* Assignment: Would you copy all lines in the data that contain the word "below"?

* Data listing:
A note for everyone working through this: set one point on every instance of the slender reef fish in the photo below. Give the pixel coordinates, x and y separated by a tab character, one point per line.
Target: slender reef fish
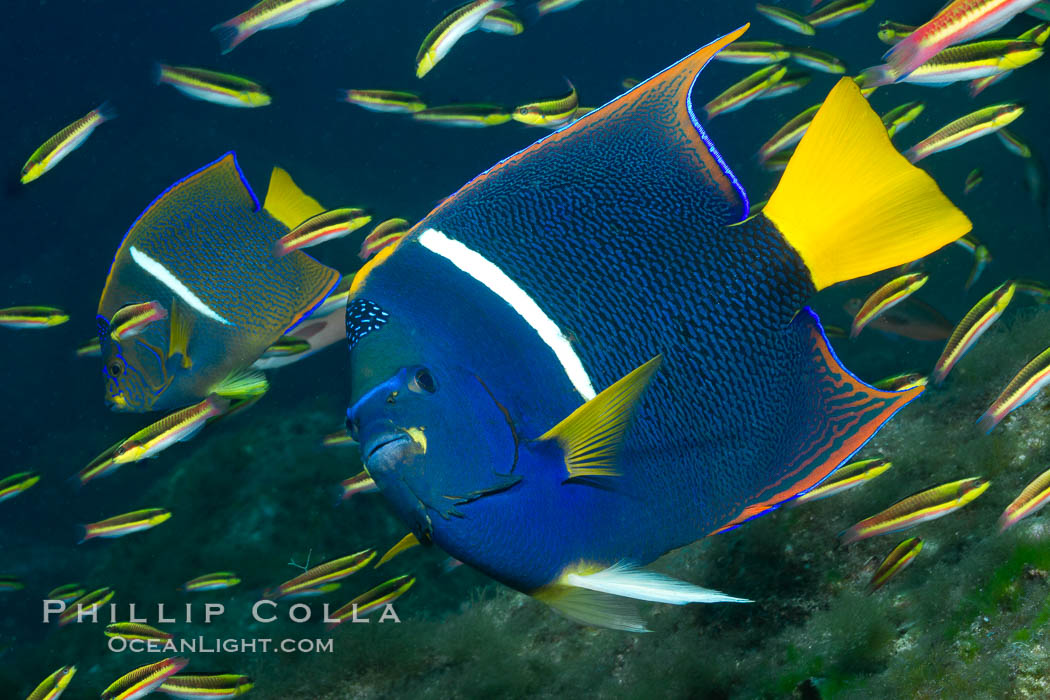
1022	388
384	101
751	52
53	686
965	129
885	298
502	21
977	321
983	59
901	382
900	117
846	478
785	18
371	600
66	593
742	92
1028	502
957	22
511	447
469	114
896	561
891	33
837	13
12	486
219	88
118	526
180	426
322	228
454	26
384	234
143	680
227	296
131	631
266	15
360	483
218	580
922	507
32	317
206	685
815	60
548	112
789	134
320	575
130	320
792	82
65	142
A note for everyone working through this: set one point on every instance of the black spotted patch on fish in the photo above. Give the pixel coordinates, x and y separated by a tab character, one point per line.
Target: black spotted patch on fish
362	318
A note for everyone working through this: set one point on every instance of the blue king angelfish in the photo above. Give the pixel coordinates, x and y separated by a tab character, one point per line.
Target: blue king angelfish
574	364
204	250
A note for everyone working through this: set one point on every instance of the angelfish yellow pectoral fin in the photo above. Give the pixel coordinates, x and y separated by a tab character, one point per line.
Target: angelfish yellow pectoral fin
591	435
406	542
287	203
849	204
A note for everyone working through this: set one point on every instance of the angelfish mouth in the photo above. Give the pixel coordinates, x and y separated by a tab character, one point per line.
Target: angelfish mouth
377	449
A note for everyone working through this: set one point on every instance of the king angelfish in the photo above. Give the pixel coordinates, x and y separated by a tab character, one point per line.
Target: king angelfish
575	364
204	252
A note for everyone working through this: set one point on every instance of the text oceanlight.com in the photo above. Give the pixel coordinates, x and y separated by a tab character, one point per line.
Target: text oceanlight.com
215	645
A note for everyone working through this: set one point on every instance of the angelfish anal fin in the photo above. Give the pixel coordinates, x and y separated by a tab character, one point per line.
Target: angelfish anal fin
591	436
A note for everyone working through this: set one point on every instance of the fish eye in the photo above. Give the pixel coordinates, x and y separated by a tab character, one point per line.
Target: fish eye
422	381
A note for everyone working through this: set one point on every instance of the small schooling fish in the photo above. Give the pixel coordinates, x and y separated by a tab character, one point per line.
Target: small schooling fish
885	298
896	561
965	129
977	321
1022	388
65	142
218	88
266	15
922	507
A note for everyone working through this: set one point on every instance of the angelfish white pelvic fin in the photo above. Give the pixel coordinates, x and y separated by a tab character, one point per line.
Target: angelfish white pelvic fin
631	581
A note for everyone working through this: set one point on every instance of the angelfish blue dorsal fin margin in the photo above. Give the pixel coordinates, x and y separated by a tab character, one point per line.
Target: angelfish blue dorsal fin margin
160	197
731	188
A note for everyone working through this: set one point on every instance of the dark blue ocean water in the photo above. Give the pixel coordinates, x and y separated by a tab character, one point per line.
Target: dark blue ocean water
61	59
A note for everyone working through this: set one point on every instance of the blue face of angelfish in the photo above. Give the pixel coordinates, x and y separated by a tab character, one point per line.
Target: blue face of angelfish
433	438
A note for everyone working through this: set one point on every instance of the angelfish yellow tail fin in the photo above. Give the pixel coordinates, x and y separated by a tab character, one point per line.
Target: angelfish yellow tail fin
851	204
287	203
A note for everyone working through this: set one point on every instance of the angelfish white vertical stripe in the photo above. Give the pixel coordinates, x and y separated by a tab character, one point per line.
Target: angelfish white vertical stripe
164	276
485	272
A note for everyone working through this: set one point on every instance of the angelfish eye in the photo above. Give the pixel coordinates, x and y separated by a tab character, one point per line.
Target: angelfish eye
422	381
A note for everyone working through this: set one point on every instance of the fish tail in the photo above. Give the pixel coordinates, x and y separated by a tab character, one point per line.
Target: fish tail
877	77
849	204
834	415
230	35
105	111
906	55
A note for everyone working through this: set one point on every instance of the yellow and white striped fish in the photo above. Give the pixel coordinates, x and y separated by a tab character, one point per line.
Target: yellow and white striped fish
455	25
219	88
266	15
65	142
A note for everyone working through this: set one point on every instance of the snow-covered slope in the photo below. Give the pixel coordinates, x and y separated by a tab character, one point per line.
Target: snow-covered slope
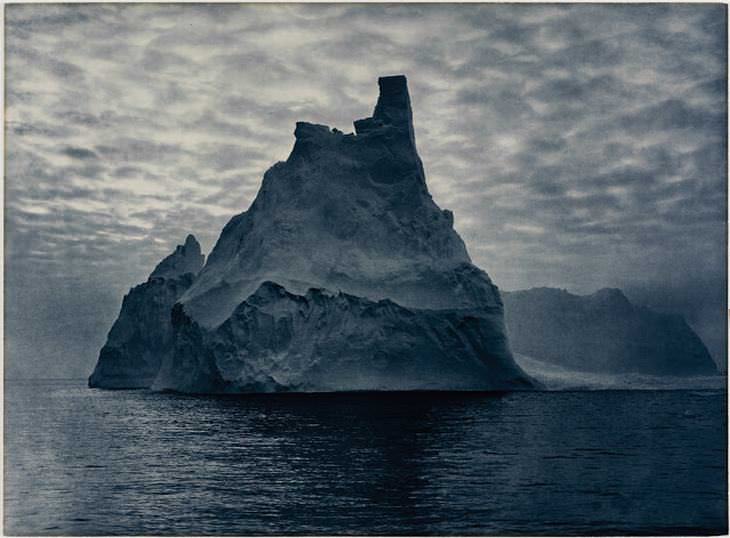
602	333
347	213
142	334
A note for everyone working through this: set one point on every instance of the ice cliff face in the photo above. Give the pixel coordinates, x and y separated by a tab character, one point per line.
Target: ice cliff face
142	334
602	333
278	341
342	275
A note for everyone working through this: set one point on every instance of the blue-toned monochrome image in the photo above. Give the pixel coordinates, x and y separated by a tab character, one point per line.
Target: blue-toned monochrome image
365	269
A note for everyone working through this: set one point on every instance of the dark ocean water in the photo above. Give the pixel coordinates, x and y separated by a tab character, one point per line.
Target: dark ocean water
80	461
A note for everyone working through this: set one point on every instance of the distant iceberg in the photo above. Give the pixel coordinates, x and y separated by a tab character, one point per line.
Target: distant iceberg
602	333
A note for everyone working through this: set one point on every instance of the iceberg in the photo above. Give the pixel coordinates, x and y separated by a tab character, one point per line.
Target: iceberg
343	274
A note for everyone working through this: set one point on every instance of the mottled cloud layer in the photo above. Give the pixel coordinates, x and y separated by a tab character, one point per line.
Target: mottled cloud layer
579	146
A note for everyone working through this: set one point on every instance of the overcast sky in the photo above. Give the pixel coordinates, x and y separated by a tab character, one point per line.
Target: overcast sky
579	146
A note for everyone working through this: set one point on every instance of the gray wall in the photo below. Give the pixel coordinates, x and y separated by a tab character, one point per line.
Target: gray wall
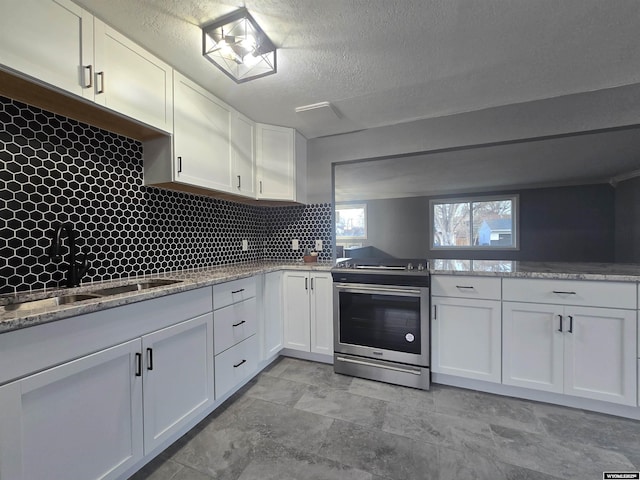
556	224
568	114
627	221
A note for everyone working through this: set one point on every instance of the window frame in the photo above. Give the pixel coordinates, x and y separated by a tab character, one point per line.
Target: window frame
470	199
350	206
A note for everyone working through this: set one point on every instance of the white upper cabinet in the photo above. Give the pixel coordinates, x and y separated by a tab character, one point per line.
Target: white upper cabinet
243	147
202	151
50	41
58	43
281	158
130	80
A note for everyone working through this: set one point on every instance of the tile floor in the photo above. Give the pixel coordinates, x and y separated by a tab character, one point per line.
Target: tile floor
298	420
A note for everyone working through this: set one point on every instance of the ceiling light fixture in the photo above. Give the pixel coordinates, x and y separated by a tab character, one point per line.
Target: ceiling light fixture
238	46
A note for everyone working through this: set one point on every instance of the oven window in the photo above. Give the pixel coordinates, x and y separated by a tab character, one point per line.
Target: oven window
389	322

* Output for this exercise:
A note for everyone working through this: set one point on every instance of the slender reef fish in the photo below. Give the pixel coordinates, x and y separated by a tab character, one point per line.
A note for everyone working through this: set one point on every instance of the snow-covered slope in the photo below. Give the pixel coordinates, x and y separated by a tab character, one point per line.
A note for everyone working through this: set one point on every instance of the gray wall in the photo below. Give the pixel coordinates, x and y separated by a tab character, one point per line.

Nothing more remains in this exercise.